───── MATERIAL FOR THE TASK

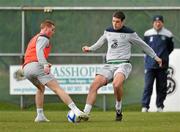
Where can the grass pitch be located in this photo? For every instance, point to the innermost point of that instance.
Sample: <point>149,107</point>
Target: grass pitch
<point>23,121</point>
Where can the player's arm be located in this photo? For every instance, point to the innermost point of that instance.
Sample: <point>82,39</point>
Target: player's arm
<point>42,42</point>
<point>95,46</point>
<point>146,48</point>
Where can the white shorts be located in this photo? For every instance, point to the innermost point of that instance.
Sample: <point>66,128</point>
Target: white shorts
<point>110,70</point>
<point>34,72</point>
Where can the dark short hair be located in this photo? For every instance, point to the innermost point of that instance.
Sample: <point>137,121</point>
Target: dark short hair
<point>119,14</point>
<point>158,17</point>
<point>47,23</point>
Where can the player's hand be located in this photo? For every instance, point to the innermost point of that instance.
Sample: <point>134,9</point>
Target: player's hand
<point>47,68</point>
<point>85,49</point>
<point>159,61</point>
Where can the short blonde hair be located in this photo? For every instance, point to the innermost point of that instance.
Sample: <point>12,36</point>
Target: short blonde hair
<point>47,23</point>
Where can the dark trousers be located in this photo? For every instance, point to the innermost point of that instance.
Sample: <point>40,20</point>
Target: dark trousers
<point>161,87</point>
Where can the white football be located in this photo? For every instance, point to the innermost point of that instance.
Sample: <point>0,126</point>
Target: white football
<point>72,117</point>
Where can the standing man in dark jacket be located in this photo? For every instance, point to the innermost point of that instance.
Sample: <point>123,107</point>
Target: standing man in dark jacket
<point>160,40</point>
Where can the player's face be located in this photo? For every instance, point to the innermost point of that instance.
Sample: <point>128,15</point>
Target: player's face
<point>158,25</point>
<point>117,23</point>
<point>50,30</point>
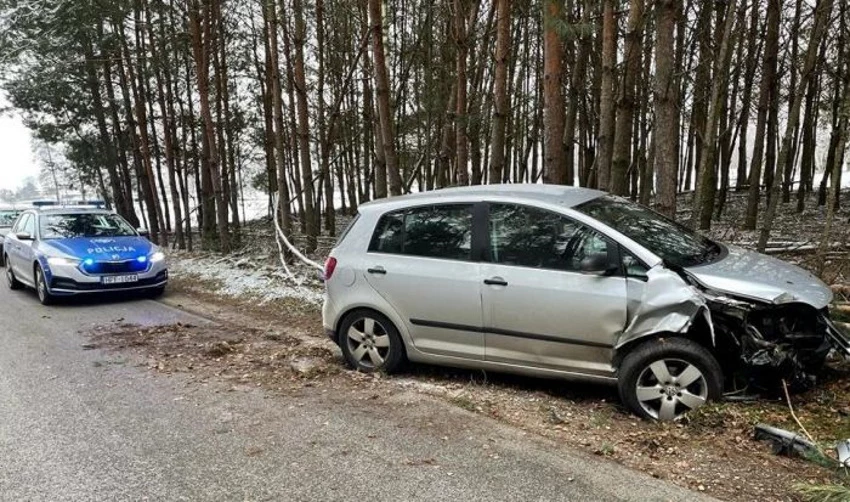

──────────

● TASK BRIEF: Rewrite every line of the material above as a numbered list, excluding blank lines and the pictures.

● ANSWER TO THE EXERCISE:
1. Where can the grass pitch be located in this photo? For every instance, point to the innermost point of that instance.
2. Sample: <point>149,107</point>
3. Target: grass pitch
4. <point>23,121</point>
5. Where can the player's arm be located in this photo? For every instance, point to the innermost point of that instance.
6. Sample: <point>82,39</point>
7. Target: player's arm
8. <point>42,42</point>
9. <point>95,46</point>
10. <point>146,48</point>
11. Where can the white shorts be located in this photo? For every instance, point to the innermost point of that instance.
12. Sample: <point>66,128</point>
13. Target: white shorts
14. <point>110,70</point>
15. <point>34,72</point>
16. Where can the dark short hair be located in this photo? For every instance, point to the innermost point of that instance.
17. Sample: <point>137,121</point>
18. Target: dark short hair
19. <point>119,14</point>
20. <point>158,17</point>
21. <point>47,23</point>
22. Where can the player's hand be located in this photo? For every instance, point to the innermost point of that instance.
23. Sample: <point>134,9</point>
24. Target: player's hand
25. <point>47,68</point>
26. <point>85,49</point>
27. <point>159,61</point>
28. Where can the short blonde hair be located in this photo? For every instance, point to the innermost point of that instance.
29. Sample: <point>12,36</point>
30. Target: short blonde hair
31. <point>47,23</point>
32. Where can the dark trousers be located in this photo? For every instance, point to the innermost point of that instance.
33. Sample: <point>40,20</point>
34. Target: dark trousers
35. <point>161,87</point>
36. Where can the white football be located in this photo? For every instance, point to the innermost point of that instance.
37. Sample: <point>0,126</point>
38. Target: white football
39. <point>72,117</point>
40. Where can the standing man in dark jacket be located in this photo? For every instance, point to the innermost point of that instance.
41. Sample: <point>123,107</point>
42. Target: standing man in dark jacket
43. <point>160,40</point>
44. Where can the player's face be located in this photo? For every instance, point to the innermost point of that instance.
45. Sample: <point>128,15</point>
46. Target: player's face
47. <point>158,25</point>
48. <point>117,23</point>
49. <point>50,30</point>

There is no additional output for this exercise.